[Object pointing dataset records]
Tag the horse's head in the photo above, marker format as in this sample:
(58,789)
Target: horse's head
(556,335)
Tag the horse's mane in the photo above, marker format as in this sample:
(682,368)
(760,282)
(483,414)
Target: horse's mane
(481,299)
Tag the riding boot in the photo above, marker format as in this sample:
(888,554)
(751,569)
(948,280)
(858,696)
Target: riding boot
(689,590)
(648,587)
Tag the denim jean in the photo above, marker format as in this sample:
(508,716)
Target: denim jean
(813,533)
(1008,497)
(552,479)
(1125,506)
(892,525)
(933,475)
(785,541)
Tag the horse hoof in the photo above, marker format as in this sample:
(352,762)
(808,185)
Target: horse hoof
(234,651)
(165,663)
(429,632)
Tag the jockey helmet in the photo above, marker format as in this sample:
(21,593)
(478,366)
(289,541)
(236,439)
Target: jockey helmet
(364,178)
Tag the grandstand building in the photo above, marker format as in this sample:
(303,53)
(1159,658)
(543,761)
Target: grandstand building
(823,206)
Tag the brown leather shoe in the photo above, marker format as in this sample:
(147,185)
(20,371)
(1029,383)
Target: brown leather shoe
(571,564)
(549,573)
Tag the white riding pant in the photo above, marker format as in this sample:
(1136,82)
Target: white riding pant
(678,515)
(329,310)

_WHAT YOU ARE ASKED TO DO_
Repeat every one of the records above word for word, keeping each line as it stands.

_EXPECTED ANSWER_
Tag the horse's head in the photo above, marker format as in this sample:
(58,789)
Target: horse's head
(556,335)
Tag the horse's mane in the photo above, marker format as in this sample:
(682,368)
(760,282)
(483,414)
Target: horse's mane
(481,299)
Tag the riding boot in the photo above, marker format as in this sample:
(888,554)
(751,569)
(948,280)
(858,696)
Target: riding boot
(689,590)
(648,587)
Tag the denim jean in the photo above, marker format as in this sample:
(508,716)
Target: denim jean
(813,533)
(1008,497)
(552,479)
(1125,506)
(892,525)
(933,475)
(785,541)
Tag the horse hoof in the photo above, marker format as in this sample:
(352,762)
(808,185)
Target: horse hoof
(234,651)
(165,663)
(429,632)
Tag the jockey helmet in the photo above, marker format as in this sample:
(21,593)
(478,366)
(289,541)
(236,439)
Target: jockey helmet
(364,178)
Tag the grandstand building in the photo above, marker format as in this sample:
(303,53)
(1159,658)
(543,761)
Target: grandstand building
(823,206)
Tag the brown leather shoe in the photo above, marker format as in this sample:
(147,185)
(20,371)
(1029,383)
Target: brown leather shoe
(571,564)
(549,573)
Tag the white riding pant in the photo above, marker format as in this sample:
(1136,82)
Target: white riding pant
(678,515)
(329,310)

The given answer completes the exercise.